- _Problem statement_
Produce an exact copy of all the records.

━━━━━ Data to examine ━━━━━

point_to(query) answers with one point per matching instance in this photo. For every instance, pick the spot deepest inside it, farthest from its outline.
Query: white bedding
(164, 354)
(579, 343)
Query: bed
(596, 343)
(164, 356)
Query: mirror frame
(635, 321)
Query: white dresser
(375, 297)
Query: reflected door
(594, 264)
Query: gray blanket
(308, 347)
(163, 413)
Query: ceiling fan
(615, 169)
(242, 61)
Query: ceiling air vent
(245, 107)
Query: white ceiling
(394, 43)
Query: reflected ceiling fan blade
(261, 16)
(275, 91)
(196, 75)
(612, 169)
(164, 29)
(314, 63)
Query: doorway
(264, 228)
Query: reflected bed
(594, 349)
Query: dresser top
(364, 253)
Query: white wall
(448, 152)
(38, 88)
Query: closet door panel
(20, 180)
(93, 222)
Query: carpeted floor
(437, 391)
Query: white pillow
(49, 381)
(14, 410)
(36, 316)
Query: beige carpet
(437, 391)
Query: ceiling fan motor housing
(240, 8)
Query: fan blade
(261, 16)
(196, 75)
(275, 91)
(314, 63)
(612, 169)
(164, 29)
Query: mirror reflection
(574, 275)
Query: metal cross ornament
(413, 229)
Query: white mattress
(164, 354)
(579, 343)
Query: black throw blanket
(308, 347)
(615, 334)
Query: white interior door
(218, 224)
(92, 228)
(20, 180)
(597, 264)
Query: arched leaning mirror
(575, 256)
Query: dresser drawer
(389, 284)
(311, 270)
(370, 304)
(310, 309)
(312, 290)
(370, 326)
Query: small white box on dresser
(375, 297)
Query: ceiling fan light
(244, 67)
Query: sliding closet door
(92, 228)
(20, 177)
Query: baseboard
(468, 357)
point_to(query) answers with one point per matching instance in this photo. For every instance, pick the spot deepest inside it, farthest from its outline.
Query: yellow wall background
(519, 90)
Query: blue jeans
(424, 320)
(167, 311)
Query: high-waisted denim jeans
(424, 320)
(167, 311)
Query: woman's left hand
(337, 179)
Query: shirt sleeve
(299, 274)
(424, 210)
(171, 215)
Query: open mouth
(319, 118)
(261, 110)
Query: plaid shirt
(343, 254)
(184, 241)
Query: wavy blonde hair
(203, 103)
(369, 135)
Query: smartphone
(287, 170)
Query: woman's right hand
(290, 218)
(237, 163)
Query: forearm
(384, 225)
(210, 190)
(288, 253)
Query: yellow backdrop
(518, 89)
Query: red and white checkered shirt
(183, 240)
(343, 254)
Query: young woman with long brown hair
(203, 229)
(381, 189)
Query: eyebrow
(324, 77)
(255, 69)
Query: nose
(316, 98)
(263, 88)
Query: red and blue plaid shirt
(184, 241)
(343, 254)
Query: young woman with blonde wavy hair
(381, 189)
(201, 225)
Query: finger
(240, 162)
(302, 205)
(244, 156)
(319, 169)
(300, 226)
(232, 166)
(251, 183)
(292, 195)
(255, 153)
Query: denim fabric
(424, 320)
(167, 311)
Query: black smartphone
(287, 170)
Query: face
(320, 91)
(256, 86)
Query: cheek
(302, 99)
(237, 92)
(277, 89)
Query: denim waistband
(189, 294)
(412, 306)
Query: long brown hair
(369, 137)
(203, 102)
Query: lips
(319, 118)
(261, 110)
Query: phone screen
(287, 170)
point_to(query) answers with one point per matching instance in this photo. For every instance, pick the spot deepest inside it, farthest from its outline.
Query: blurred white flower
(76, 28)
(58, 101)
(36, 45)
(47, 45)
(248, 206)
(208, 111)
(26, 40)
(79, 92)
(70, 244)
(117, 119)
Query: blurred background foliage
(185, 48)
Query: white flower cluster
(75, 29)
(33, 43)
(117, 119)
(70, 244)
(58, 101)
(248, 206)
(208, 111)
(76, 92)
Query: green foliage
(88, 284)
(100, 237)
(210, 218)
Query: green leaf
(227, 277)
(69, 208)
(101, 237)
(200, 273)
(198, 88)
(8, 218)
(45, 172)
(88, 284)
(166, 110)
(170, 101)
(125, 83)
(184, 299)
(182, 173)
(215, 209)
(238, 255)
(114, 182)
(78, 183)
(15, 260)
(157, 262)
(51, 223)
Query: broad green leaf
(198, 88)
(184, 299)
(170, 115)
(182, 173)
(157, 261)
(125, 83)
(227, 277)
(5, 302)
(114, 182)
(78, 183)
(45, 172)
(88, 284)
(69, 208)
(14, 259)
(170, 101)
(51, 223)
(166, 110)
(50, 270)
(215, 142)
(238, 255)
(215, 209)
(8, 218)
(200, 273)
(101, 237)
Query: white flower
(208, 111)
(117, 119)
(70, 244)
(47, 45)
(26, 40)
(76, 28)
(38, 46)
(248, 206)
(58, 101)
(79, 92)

━━━━━

- _Response to this task_
point_to(query) answers with one point per matching instance in this photo. For every instance, pick the spot deepest inside it, farthest from its outline.
Query: white bedding
(164, 354)
(579, 343)
Query: bed
(596, 343)
(164, 356)
Query: mirror frame
(635, 321)
Query: white dresser
(375, 297)
Query: reflected door
(594, 264)
Query: gray blanket
(308, 347)
(163, 413)
Query: ceiling fan
(615, 169)
(242, 61)
Query: ceiling air vent
(245, 107)
Query: white ceiling
(394, 43)
Query: reflected ceiling fan blade
(261, 16)
(275, 91)
(196, 75)
(612, 169)
(164, 29)
(314, 63)
Query: doorway
(264, 228)
Query: reflected bed
(594, 349)
Query: dresser top
(364, 253)
Query: white wall
(448, 152)
(38, 88)
Query: closet door panel
(20, 180)
(93, 222)
Query: carpeted floor
(437, 391)
Query: white pillow
(49, 381)
(14, 410)
(36, 316)
Query: beige carpet
(437, 391)
Query: ceiling fan motor housing
(240, 8)
Query: fan blade
(261, 16)
(196, 75)
(275, 91)
(314, 63)
(612, 169)
(164, 29)
Query: mirror reflection
(574, 275)
Query: metal cross ornament
(413, 229)
Query: white mattress
(164, 354)
(579, 343)
Query: black throw blanket
(308, 347)
(615, 334)
Query: white interior door
(218, 224)
(92, 228)
(20, 180)
(597, 264)
Query: arched leaning mirror
(575, 256)
Query: dresser drawer
(389, 284)
(311, 270)
(370, 304)
(310, 309)
(312, 290)
(370, 326)
Query: small white box on dresser
(375, 297)
Query: ceiling fan light
(244, 67)
Query: sliding closet door
(92, 228)
(20, 177)
Query: baseboard
(468, 357)
point_to(query) answers with one point per matching instance in this photo. For every instance, pick the spot deepest inside it, farthest from its outline.
Query: yellow wall background
(519, 90)
Query: blue jeans
(424, 320)
(167, 311)
Query: high-waisted denim jeans
(424, 320)
(167, 311)
Query: woman's left hand
(337, 179)
Query: shirt sleeve
(299, 274)
(424, 210)
(171, 215)
Query: open mouth
(319, 118)
(261, 110)
Query: plaid shirt
(343, 254)
(184, 241)
Query: wavy blonde hair
(203, 103)
(369, 135)
Query: smartphone
(287, 170)
Query: woman's right hand
(290, 218)
(237, 163)
Query: forearm
(384, 225)
(210, 190)
(288, 253)
Query: yellow backdrop
(518, 89)
Query: red and white checkered shirt
(183, 240)
(343, 254)
Query: young woman with long brown hair
(203, 229)
(381, 189)
Query: eyebrow
(324, 77)
(255, 69)
Query: nose
(316, 98)
(263, 88)
Query: red and blue plaid shirt
(184, 241)
(343, 254)
Query: young woman with blonde wavy hair
(381, 189)
(201, 225)
Query: finger
(240, 162)
(302, 205)
(244, 156)
(319, 169)
(300, 226)
(232, 166)
(251, 183)
(292, 195)
(255, 153)
Query: denim fabric
(424, 320)
(167, 311)
Query: black smartphone
(287, 170)
Query: face
(320, 91)
(256, 86)
Query: cheek
(302, 99)
(237, 92)
(277, 89)
Query: denim waistband
(189, 294)
(412, 306)
Query: long brown hair
(369, 137)
(203, 102)
Query: lips
(319, 118)
(261, 110)
Query: phone screen
(287, 170)
point_to(query) answers with one point per matching instance in this photo. For every instance, pick the spot deepest inside it, farthest from its outline.
Query: blurred white flower
(76, 28)
(58, 101)
(36, 45)
(47, 45)
(248, 206)
(208, 111)
(26, 40)
(79, 92)
(70, 244)
(117, 119)
Query: blurred background foliage
(185, 48)
Query: white flower cluster
(75, 29)
(33, 43)
(117, 119)
(70, 244)
(58, 101)
(248, 206)
(208, 111)
(76, 92)
Query: green foliage
(88, 284)
(100, 237)
(210, 218)
Query: green leaf
(227, 277)
(69, 208)
(101, 237)
(200, 273)
(198, 88)
(8, 218)
(45, 172)
(88, 284)
(166, 110)
(170, 101)
(125, 83)
(184, 299)
(182, 173)
(215, 209)
(238, 255)
(114, 182)
(78, 183)
(15, 260)
(157, 262)
(51, 223)
Query: broad green leaf
(198, 88)
(184, 299)
(170, 115)
(182, 173)
(157, 261)
(125, 83)
(227, 277)
(5, 302)
(114, 182)
(78, 183)
(45, 172)
(88, 284)
(69, 208)
(14, 259)
(170, 101)
(51, 223)
(166, 110)
(50, 270)
(215, 142)
(238, 255)
(215, 209)
(8, 218)
(200, 273)
(101, 237)
Query: white flower
(208, 111)
(117, 119)
(70, 244)
(47, 45)
(26, 40)
(76, 28)
(38, 46)
(248, 206)
(58, 101)
(79, 92)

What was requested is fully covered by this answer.